(Beginning of Records for this exercise)

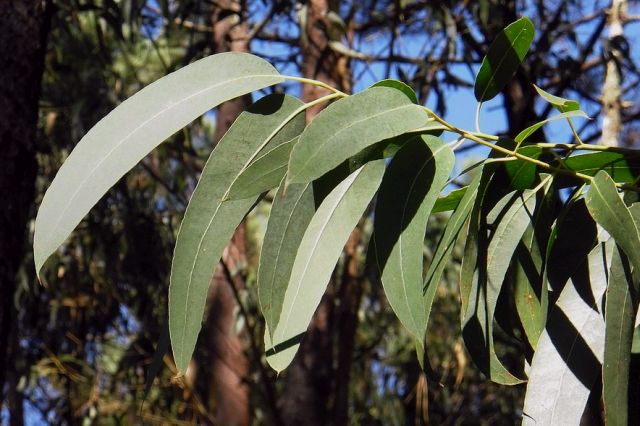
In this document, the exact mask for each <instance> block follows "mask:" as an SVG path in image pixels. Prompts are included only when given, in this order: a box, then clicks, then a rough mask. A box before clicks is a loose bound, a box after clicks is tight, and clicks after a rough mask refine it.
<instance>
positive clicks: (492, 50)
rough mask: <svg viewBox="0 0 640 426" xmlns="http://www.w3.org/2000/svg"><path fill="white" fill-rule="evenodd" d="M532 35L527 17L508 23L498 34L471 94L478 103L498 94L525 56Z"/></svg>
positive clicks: (531, 30) (510, 76)
mask: <svg viewBox="0 0 640 426" xmlns="http://www.w3.org/2000/svg"><path fill="white" fill-rule="evenodd" d="M534 35H535V28H534V27H533V23H532V22H531V20H529V18H527V17H522V18H520V19H518V20H517V21H515V22H513V23H512V24H509V25H508V26H507V27H506V28H505V29H504V30H502V31H501V32H500V33H499V34H498V36H497V37H496V39H495V40H494V41H493V43H491V46H489V51H488V52H487V54H486V56H485V57H484V59H483V60H482V65H481V66H480V71H478V75H477V76H476V84H475V88H474V93H475V96H476V99H477V100H478V101H479V102H484V101H488V100H489V99H492V98H494V97H495V96H496V95H497V94H498V93H500V90H502V88H503V87H504V86H505V85H506V84H507V83H508V81H509V80H510V79H511V77H512V76H513V74H514V73H515V72H516V70H517V69H518V66H520V64H521V63H522V61H523V60H524V58H525V56H526V55H527V52H528V51H529V47H530V46H531V43H532V42H533V37H534Z"/></svg>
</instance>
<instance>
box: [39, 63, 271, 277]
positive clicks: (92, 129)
mask: <svg viewBox="0 0 640 426" xmlns="http://www.w3.org/2000/svg"><path fill="white" fill-rule="evenodd" d="M282 81H283V79H282V77H280V75H279V74H278V72H277V71H276V70H275V68H273V67H272V66H271V65H270V64H269V63H268V62H266V61H264V60H263V59H260V58H258V57H256V56H253V55H250V54H246V53H222V54H219V55H213V56H209V57H207V58H204V59H201V60H199V61H197V62H194V63H193V64H190V65H188V66H186V67H184V68H182V69H180V70H178V71H176V72H174V73H171V74H169V75H167V76H166V77H163V78H161V79H160V80H158V81H156V82H154V83H152V84H150V85H149V86H147V87H145V88H144V89H142V90H140V91H139V92H138V93H136V94H135V95H133V96H132V97H131V98H129V99H127V100H126V101H124V102H123V103H122V104H120V105H119V106H118V107H117V108H116V109H114V110H113V111H111V112H110V113H109V114H108V115H107V116H106V117H104V118H103V119H102V120H100V121H99V122H98V123H97V124H96V125H95V126H94V127H93V128H92V129H91V130H90V131H89V132H88V133H87V134H86V135H85V136H84V138H82V140H81V141H80V142H79V143H78V145H76V147H75V149H74V150H73V151H72V153H71V154H70V155H69V158H67V160H66V161H65V163H64V164H63V165H62V167H61V168H60V170H59V171H58V174H57V175H56V177H55V179H54V180H53V182H52V183H51V186H50V187H49V189H48V190H47V192H46V194H45V196H44V198H43V200H42V204H41V205H40V209H39V211H38V216H37V218H36V224H35V235H34V243H33V247H34V248H33V250H34V260H35V265H36V272H37V273H40V270H41V269H42V266H43V264H44V262H45V261H46V260H47V258H48V257H49V256H50V255H51V254H52V253H53V252H54V251H55V250H56V249H57V248H58V246H60V244H62V243H63V242H64V241H65V239H66V238H67V237H68V236H69V234H70V233H71V232H72V231H73V229H74V228H75V227H76V225H77V224H78V223H80V221H81V220H82V218H83V217H84V216H85V215H86V214H87V213H88V212H89V210H90V209H91V207H93V206H94V205H95V204H96V203H97V202H98V200H100V198H101V197H102V196H103V195H104V194H105V193H106V192H107V190H108V189H109V188H110V187H111V186H113V185H114V184H115V183H116V182H117V181H118V180H119V179H120V178H121V177H122V176H123V175H124V174H125V173H126V172H127V171H128V170H129V169H131V168H132V167H133V166H134V165H135V164H136V163H137V162H138V161H140V160H141V159H142V158H143V157H144V156H145V155H147V154H148V153H149V152H150V151H151V150H152V149H153V148H155V147H156V146H157V145H159V144H160V143H161V142H162V141H164V140H165V139H167V138H168V137H169V136H171V135H172V134H173V133H175V132H176V131H178V130H180V129H181V128H182V127H184V126H186V125H187V124H189V122H191V121H192V120H194V119H195V118H197V117H198V116H200V115H202V114H203V113H205V112H206V111H207V110H209V109H211V108H213V107H215V106H217V105H219V104H220V103H222V102H224V101H227V100H229V99H233V98H235V97H238V96H241V95H244V94H246V93H250V92H252V91H254V90H258V89H261V88H263V87H267V86H271V85H274V84H278V83H280V82H282Z"/></svg>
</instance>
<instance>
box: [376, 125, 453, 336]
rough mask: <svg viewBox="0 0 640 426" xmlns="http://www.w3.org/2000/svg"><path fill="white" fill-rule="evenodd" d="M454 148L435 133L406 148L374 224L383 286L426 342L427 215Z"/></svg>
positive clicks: (387, 296)
mask: <svg viewBox="0 0 640 426" xmlns="http://www.w3.org/2000/svg"><path fill="white" fill-rule="evenodd" d="M454 161H455V159H454V155H453V151H451V148H449V146H448V145H447V144H445V143H443V142H442V141H440V139H438V138H436V137H434V136H423V137H422V138H421V139H418V140H415V141H412V142H411V143H409V144H408V145H406V146H405V147H403V148H402V149H401V150H400V151H399V152H398V153H397V154H396V156H395V157H394V158H393V160H392V161H391V164H390V165H389V167H388V169H387V172H386V173H385V176H384V179H383V181H382V185H381V187H380V194H379V196H378V203H377V205H376V212H375V223H374V234H373V239H374V250H375V256H376V262H377V264H378V267H379V268H380V271H381V279H382V285H383V286H384V291H385V294H386V296H387V300H388V301H389V304H390V305H391V308H392V309H393V311H394V312H395V314H396V315H397V317H398V318H399V319H400V322H401V323H402V324H403V325H404V326H405V327H406V328H407V329H408V330H409V331H410V332H411V333H412V334H413V335H414V337H415V338H416V339H417V340H418V341H419V342H422V341H423V339H424V334H425V332H426V328H427V320H428V317H427V316H426V313H427V310H426V309H425V304H426V300H425V297H424V295H423V292H422V287H423V277H422V273H423V257H422V246H423V244H424V236H425V232H426V228H427V220H428V219H429V215H430V213H431V209H432V208H433V205H434V204H435V202H436V200H437V198H438V195H439V194H440V191H441V190H442V188H443V187H444V186H445V184H446V183H447V179H448V178H449V175H450V173H451V171H452V169H453V165H454Z"/></svg>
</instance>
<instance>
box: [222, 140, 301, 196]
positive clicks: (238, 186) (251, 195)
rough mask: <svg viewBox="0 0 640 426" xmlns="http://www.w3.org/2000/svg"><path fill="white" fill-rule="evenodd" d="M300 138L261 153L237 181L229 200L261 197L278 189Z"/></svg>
mask: <svg viewBox="0 0 640 426" xmlns="http://www.w3.org/2000/svg"><path fill="white" fill-rule="evenodd" d="M298 139H299V137H297V136H296V137H295V138H293V139H292V140H290V141H287V142H285V143H282V144H279V145H278V146H274V147H272V148H271V149H269V150H267V151H266V152H264V153H263V154H262V153H261V155H260V156H258V157H257V158H256V159H255V160H253V161H252V162H251V164H249V166H248V167H247V168H246V170H245V171H243V172H242V174H241V175H240V176H238V179H237V180H236V181H235V183H234V184H233V186H232V187H231V189H229V196H228V198H227V199H229V200H235V199H242V198H248V197H252V196H255V195H260V194H262V193H263V192H265V191H268V190H270V189H273V188H276V187H277V186H278V185H279V184H280V181H281V180H282V178H283V177H284V175H285V174H286V173H287V165H288V163H289V155H290V154H291V150H292V149H293V147H294V145H295V144H296V143H297V142H298Z"/></svg>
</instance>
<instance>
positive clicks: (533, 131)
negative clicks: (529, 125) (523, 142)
mask: <svg viewBox="0 0 640 426" xmlns="http://www.w3.org/2000/svg"><path fill="white" fill-rule="evenodd" d="M575 117H580V118H589V116H588V115H587V114H585V113H584V112H583V111H579V110H575V111H574V110H568V111H566V112H563V113H561V114H558V115H554V116H553V117H549V118H547V119H546V120H542V121H540V122H538V123H536V124H533V125H531V126H529V127H527V128H526V129H524V130H523V131H521V132H520V133H518V135H517V136H516V138H515V139H514V140H515V141H516V142H518V143H522V142H524V141H525V140H527V138H528V137H529V136H531V135H532V134H534V133H535V132H536V130H538V129H539V128H541V127H543V126H544V125H546V124H548V123H551V122H553V121H556V120H565V119H570V118H575Z"/></svg>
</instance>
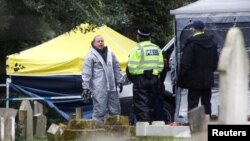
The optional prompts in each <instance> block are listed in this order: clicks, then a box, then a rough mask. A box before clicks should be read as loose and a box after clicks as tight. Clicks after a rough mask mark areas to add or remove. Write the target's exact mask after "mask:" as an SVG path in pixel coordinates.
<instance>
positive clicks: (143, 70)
mask: <svg viewBox="0 0 250 141" xmlns="http://www.w3.org/2000/svg"><path fill="white" fill-rule="evenodd" d="M163 67H164V64H163V56H162V52H161V49H160V48H159V47H158V46H157V45H155V44H153V43H151V42H150V41H143V42H140V43H139V44H138V45H137V47H135V48H134V49H133V50H132V51H131V52H130V54H129V58H128V69H129V73H130V74H132V75H140V74H143V73H144V70H153V75H159V74H160V72H161V71H162V69H163Z"/></svg>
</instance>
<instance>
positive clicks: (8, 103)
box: [6, 78, 11, 108]
mask: <svg viewBox="0 0 250 141" xmlns="http://www.w3.org/2000/svg"><path fill="white" fill-rule="evenodd" d="M10 83H11V78H6V98H7V99H9V97H10ZM6 108H9V101H8V100H7V101H6Z"/></svg>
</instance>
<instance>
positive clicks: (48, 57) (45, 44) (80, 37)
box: [6, 24, 136, 76]
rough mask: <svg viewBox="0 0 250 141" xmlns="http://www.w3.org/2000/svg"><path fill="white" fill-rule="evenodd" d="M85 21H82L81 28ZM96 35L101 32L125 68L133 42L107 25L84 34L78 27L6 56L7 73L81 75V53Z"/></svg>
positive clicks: (81, 62)
mask: <svg viewBox="0 0 250 141" xmlns="http://www.w3.org/2000/svg"><path fill="white" fill-rule="evenodd" d="M85 26H86V24H82V25H81V27H82V28H84V27H85ZM95 35H102V36H103V37H104V42H105V44H106V45H107V46H108V47H109V48H110V49H111V50H112V52H114V54H115V55H116V56H117V58H118V61H119V62H120V64H121V68H122V70H123V71H124V70H125V67H126V64H127V59H128V53H129V51H130V50H131V49H132V48H133V47H134V46H136V42H134V41H132V40H130V39H128V38H126V37H125V36H123V35H121V34H119V33H118V32H116V31H114V30H112V29H111V28H109V27H107V26H102V27H100V28H96V29H95V30H94V31H93V32H88V33H86V34H84V33H82V32H81V31H80V30H76V31H71V32H69V33H65V34H63V35H60V36H58V37H56V38H54V39H52V40H50V41H48V42H45V43H43V44H41V45H38V46H36V47H33V48H31V49H28V50H25V51H22V52H20V53H17V54H12V55H9V56H7V68H6V71H7V75H21V76H44V75H80V74H81V71H82V63H83V59H84V56H85V55H86V54H87V52H88V51H89V48H90V43H91V41H92V40H93V38H94V36H95Z"/></svg>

(End of Records for this exercise)

> [Exercise description] In your answer, include only the lines above starting at the line that holds "positive clicks: (492, 50)" and ending at the line that holds "35L527 17L508 23L498", copied exactly.

> [Result for this exercise]
positive clicks: (492, 50)
rough mask: <svg viewBox="0 0 640 426" xmlns="http://www.w3.org/2000/svg"><path fill="white" fill-rule="evenodd" d="M532 35L527 17L508 23L498 34L471 94L478 103L498 94L525 56Z"/></svg>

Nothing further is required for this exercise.